[Selected passage]:

────────────────

Vice foreign minister William Castillo also rejected censure by
United Nations human rights chief Michelle Bachelet and denied
there was a humanitarian crisis in the leftist-led OPEC member
state whose economy has imploded.
President Nicolas Maduro's government says Venezuela is the
victim of a U.S. plot to topple him, eradicate socialism and
hand the world's largest oil reserves to multinationals.
But President Donald Trump's government calls him an
illegitimate dictator and has recognized opposition leader Juan
Guaido as interim ruler, slapping layers of sanctions on the oil
sector and Maduro allies.
"Today the United States has confiscated some $30 billion in
(state oil company) PDVSA assets while 40 banks are holding onto
some $5.4 billion, preventing Venezuela from purchasing food and
medication," Castillo told the U.N. Human Rights Council in
Geneva.
"Venezuela can't refinance its debt and oil tankers and
businesses are being punished," he added, saying oil export
income had plummeted from $40 billion per year to $5 billion.
The South American country has debts worth around $200 billion
to a diverse group of bondholders, commercial suppliers and
companies whose assets were expropriated.
With defaults mounting, creditors are reluctant to negotiate a
restructuring due to the U.S. sanctions.
Bachelet's report, which followed her visit to Caracas in June,
said Venezuelan security forces were sending death squads to
murder young men.
Castillo said Venezuela rejects such "criminal accusations".
"Beyond the certain occasional excess, it would seem that the
state is expected to sit still while serious security risks and
a coup d'etat are being planned including foreign intervention
as President Trump has threatened," he said.
Venezuela's crisis has seen waves of protests that have often
turned deadly in recent years. Four million Venezuelans have
fled their homeland, all but 700,000 of them since the end of
2015, U.N. aid agencies say.
Feliciano Reyna, head of a coalition of activist groups, told
the council democracy was disintegrating in Venezuela.
"The dismantling of the state and the breakdown of the state
give rise to widespread human suffering, social violence and
state policies that have closed down freedom of expression,
association, peaceful assembly, and give rise to repression,
arbitrary detention, torture and extrajudicial killings."

────────────────

[Activity]: Return the full passage on Venezuela's rejection of U.N. criticism, word for word.

[Dataset records]:
────────────────

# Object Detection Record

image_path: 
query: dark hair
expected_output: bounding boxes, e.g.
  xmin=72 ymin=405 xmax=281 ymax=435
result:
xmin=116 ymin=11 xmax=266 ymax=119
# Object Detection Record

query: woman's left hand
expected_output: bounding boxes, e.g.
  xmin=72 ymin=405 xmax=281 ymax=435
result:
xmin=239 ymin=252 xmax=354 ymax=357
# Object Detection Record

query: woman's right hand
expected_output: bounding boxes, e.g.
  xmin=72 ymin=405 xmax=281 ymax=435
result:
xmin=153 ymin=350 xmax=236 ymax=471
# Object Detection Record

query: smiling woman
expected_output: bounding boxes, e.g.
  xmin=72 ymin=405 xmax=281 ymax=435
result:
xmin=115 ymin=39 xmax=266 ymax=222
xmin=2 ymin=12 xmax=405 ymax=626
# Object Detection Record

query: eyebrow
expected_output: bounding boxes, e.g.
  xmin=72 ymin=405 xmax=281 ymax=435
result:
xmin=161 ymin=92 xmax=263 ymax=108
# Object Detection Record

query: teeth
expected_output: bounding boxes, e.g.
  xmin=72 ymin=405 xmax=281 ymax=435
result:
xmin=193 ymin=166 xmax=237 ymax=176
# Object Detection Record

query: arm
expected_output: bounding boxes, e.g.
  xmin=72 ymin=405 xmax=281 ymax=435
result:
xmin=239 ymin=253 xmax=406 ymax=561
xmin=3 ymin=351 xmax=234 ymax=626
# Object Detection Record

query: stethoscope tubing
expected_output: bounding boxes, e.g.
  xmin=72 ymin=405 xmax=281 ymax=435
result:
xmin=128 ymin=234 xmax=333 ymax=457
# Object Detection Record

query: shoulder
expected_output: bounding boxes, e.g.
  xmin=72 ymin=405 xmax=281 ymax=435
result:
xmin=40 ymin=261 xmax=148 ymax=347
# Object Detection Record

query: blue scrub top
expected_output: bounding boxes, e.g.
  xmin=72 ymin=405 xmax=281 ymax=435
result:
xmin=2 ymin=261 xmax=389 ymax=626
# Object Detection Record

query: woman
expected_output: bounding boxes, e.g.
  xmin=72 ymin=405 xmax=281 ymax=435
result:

────────────────

[Result of this task]:
Vice foreign minister William Castillo also rejected censure by
United Nations human rights chief Michelle Bachelet and denied
there was a humanitarian crisis in the leftist-led OPEC member
state whose economy has imploded.
President Nicolas Maduro's government says Venezuela is the
victim of a U.S. plot to topple him, eradicate socialism and
hand the world's largest oil reserves to multinationals.
But President Donald Trump's government calls him an
illegitimate dictator and has recognized opposition leader Juan
Guaido as interim ruler, slapping layers of sanctions on the oil
sector and Maduro allies.
"Today the United States has confiscated some $30 billion in
(state oil company) PDVSA assets while 40 banks are holding onto
some $5.4 billion, preventing Venezuela from purchasing food and
medication," Castillo told the U.N. Human Rights Council in
Geneva.
"Venezuela can't refinance its debt and oil tankers and
businesses are being punished," he added, saying oil export
income had plummeted from $40 billion per year to $5 billion.
The South American country has debts worth around $200 billion
to a diverse group of bondholders, commercial suppliers and
companies whose assets were expropriated.
With defaults mounting, creditors are reluctant to negotiate a
restructuring due to the U.S. sanctions.
Bachelet's report, which followed her visit to Caracas in June,
said Venezuelan security forces were sending death squads to
murder young men.
Castillo said Venezuela rejects such "criminal accusations".
"Beyond the certain occasional excess, it would seem that the
state is expected to sit still while serious security risks and
a coup d'etat are being planned including foreign intervention
as President Trump has threatened," he said.
Venezuela's crisis has seen waves of protests that have often
turned deadly in recent years. Four million Venezuelans have
fled their homeland, all but 700,000 of them since the end of
2015, U.N. aid agencies say.
Feliciano Reyna, head of a coalition of activist groups, told
the council democracy was disintegrating in Venezuela.
"The dismantling of the state and the breakdown of the state
give rise to widespread human suffering, social violence and
state policies that have closed down freedom of expression,
association, peaceful assembly, and give rise to repression,
arbitrary detention, torture and extrajudicial killings."